Laser surgery may not be suitable for:

  • Patients with diabetes
  • Pregnant and breastfeeding women
  • Patients with weakened immune systems
  • Patients with other eye problems, such as glaucoma or cataracts

What are the risks of laser surgery?

All surgical procedures have some risks. Laser surgery may result in the following rare complications:

  • Worse post-operative vision – if the surgeon misjudges how much tissue to remove from the cornea the patient could end up with worse vision than before.
  • Epithelia in-growth – this is when the surface of the cornea starts growing into the cornea itself. This can cause vision problems and may require additional surgery.
  • Ectasia – the cornea becomes too thin. The patient’s vision becomes worse (sometimes lost completely).
  • Microbial keratitis – an infection of the cornea.

The National Institute of Clinical Excellence (NICE), a UK government body that approves National Health Service therapies, carried out a LASIK surgery study, and found that after surgery there was a:

  • 0.6% chance of a correction error
  • 1.3% chance of epithelial in-growth
  • 0.2% chance of ectasia
  • 0.16% chance of microbial keratitis

NICE adds that although LASEK and PRK data is not as comprehensive, the risk factors are thought to be similar.

What are the possible complications of hyperopia?

Hyperopia complications in adults are rare. If an adult finds the condition worsens, which is often the case with age, stronger eyeglasses or contact lenses are usually recommended to retain normal vision. Complications, when they do occur, tend to do so with children whose condition is left untreated.
* * * * *
## SET OF TASKS
1 – Reproduce the part of the article on laser eye surgery that opens with the words containing "The National Institute" and closes with "is left untreated.".
2 – Answer these questions from the article on laser eye surgery:
(a) What chance of ectasia after surgery did the NICE study find?
(b) Which two conditions are given as examples of other eye problems that may make laser surgery unsuitable?
(c) What is usually recommended for an adult whose hyperopia worsens?
3 – Pick up the article on laser eye surgery after its final sentence and continue it.

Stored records
* * * * *
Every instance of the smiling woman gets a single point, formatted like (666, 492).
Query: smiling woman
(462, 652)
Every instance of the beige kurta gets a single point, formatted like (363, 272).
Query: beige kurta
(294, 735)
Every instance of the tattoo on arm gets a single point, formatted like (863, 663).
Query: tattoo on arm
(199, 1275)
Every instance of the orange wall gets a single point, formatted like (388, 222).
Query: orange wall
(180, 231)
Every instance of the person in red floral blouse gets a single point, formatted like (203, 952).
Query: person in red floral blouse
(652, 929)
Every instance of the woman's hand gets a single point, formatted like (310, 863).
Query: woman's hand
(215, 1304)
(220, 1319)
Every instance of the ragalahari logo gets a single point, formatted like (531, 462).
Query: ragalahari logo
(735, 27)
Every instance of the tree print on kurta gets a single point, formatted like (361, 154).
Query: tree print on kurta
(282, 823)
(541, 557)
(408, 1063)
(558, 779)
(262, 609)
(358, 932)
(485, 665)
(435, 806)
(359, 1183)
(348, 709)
* * * * *
## ANSWERS FOR THE EXERCISE
1 –
The National Institute of Clinical Excellence (NICE), a UK government body that approves National Health Service therapies, carried out a LASIK surgery study, and found that after surgery there was a:

  • 0.6% chance of a correction error
  • 1.3% chance of epithelial in-growth
  • 0.2% chance of ectasia
  • 0.16% chance of microbial keratitis

NICE adds that although LASEK and PRK data is not as comprehensive, the risk factors are thought to be similar.

What are the possible complications of hyperopia?

Hyperopia complications in adults are rare. If an adult finds the condition worsens, which is often the case with age, stronger eyeglasses or contact lenses are usually recommended to retain normal vision. Complications, when they do occur, tend to do so with children whose condition is left untreated.

2 –
(a) 0.2%
(b) Glaucoma and cataracts
(c) Stronger eyeglasses or contact lenses

3 –
  • Strabismus – the eyes are not properly aligned with each other and focus on different things. This may make it harder to judge how far away objects are from you and in relation to each other (depth perception). The other eye may become weakened, leading to amblyopia.
  • Amblyopia – one eye becomes dominant over the other, usually due to strabismus, cataracts, or some other eye condition. If a child uses mainly one eye to focus, there is a risk the other eye will gradually become weaker. If left untreated the patient may ultimately lose all vision in that eye.

Both strabismus and amblyopia are treatable. The child wears a patch over the stronger eye, encouraging the brain to take more notice of the weaker eye, making it stronger. Prescription eyeglasses may also be used to help align the eyes (so they both see the same thing at the same time). In severe cases realignment of the eyes and strengthening of the eye muscles may only be achieved with surgery.

Adults who develop hyperopia and do not get eyeglasses or contact lenses may find that their quality of life is undermined. There may also be more eyestrain, squinting, and headaches. If somebody cannot see properly there may also be safety implications.